● Directions for this task
Report every line below that contains the string "deer", copying each such line in full. Matching is case-sensitive.

** Begin Data provided **

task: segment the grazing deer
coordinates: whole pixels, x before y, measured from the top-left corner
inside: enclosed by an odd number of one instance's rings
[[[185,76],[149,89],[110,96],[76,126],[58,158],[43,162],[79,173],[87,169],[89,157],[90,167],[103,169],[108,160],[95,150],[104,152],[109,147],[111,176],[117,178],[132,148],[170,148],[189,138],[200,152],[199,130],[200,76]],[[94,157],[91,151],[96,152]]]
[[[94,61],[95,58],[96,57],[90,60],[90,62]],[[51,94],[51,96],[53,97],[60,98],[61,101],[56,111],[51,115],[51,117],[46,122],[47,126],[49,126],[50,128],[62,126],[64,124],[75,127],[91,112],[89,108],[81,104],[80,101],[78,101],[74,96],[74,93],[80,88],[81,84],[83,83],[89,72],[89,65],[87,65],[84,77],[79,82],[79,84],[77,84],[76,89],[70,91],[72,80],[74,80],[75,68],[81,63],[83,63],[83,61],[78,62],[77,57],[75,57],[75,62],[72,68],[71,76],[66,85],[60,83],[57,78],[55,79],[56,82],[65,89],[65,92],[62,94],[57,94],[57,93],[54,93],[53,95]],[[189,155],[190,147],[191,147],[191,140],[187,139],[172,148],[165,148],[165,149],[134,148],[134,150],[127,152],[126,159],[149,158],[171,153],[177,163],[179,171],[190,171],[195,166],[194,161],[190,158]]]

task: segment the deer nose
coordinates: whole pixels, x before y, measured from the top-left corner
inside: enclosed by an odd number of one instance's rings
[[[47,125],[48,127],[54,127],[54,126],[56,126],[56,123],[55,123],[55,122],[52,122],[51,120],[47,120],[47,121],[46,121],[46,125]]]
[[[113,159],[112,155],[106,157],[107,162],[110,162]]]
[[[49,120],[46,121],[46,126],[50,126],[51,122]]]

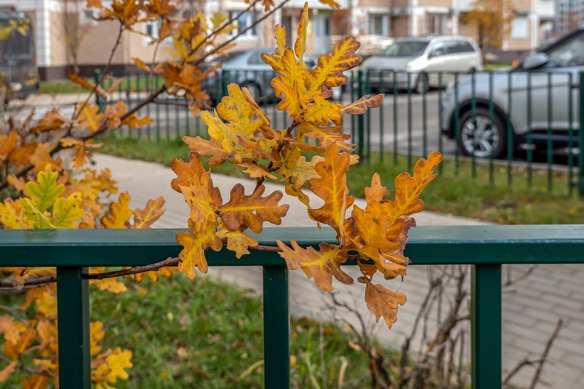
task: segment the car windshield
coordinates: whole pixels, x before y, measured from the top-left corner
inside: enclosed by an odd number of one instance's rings
[[[427,45],[428,42],[424,41],[398,41],[388,46],[382,55],[385,57],[415,57],[422,55]]]

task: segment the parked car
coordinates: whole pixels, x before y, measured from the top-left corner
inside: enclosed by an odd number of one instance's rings
[[[464,76],[446,88],[442,107],[443,133],[450,139],[457,138],[457,122],[461,153],[481,157],[505,155],[509,146],[508,127],[513,131],[514,148],[527,143],[528,133],[536,147],[547,145],[548,129],[552,132],[552,147],[565,147],[568,144],[571,114],[572,128],[578,128],[577,86],[582,71],[584,29],[580,29],[530,54],[516,69],[490,75]],[[492,97],[492,120],[489,96]],[[476,101],[474,115],[473,100]]]
[[[411,88],[423,93],[429,87],[446,85],[453,77],[449,73],[440,79],[439,72],[481,71],[482,58],[478,47],[467,37],[401,38],[363,61],[361,68],[369,73],[374,89],[393,89],[395,74],[397,89]]]
[[[221,67],[211,73],[203,84],[207,93],[211,96],[211,101],[214,103],[217,101],[218,96],[223,96],[223,84],[231,82],[246,87],[254,99],[272,97],[274,91],[270,83],[272,79],[277,75],[270,65],[262,61],[260,55],[262,52],[272,53],[274,51],[272,47],[233,51],[230,53],[228,57],[216,58],[206,62],[204,68],[223,61]],[[308,69],[312,69],[317,65],[317,59],[311,55],[305,55],[304,59]],[[224,75],[228,78],[224,80],[224,83],[223,79]],[[333,88],[333,98],[338,100],[340,92],[339,88]]]

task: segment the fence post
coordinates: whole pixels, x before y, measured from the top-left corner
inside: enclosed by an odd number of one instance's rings
[[[471,278],[472,389],[501,388],[501,265],[475,265]]]
[[[363,71],[359,69],[357,73],[357,99],[365,94],[364,83],[363,82]],[[365,143],[365,117],[363,114],[357,117],[357,153],[362,160],[364,157],[363,155],[363,143]]]
[[[267,389],[290,388],[288,268],[264,266],[263,354]]]
[[[59,383],[91,388],[89,283],[87,268],[57,268]]]
[[[96,85],[101,83],[101,69],[99,68],[93,69],[93,80],[95,82]],[[103,110],[105,109],[105,101],[103,101],[103,99],[99,96],[99,93],[95,94],[95,104],[99,107],[99,111],[103,112]]]
[[[584,71],[578,80],[578,192],[584,197]]]

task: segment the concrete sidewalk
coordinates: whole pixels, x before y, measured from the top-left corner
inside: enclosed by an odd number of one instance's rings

** End Data provided **

● Result
task: segment the grazing deer
task: segment the deer nose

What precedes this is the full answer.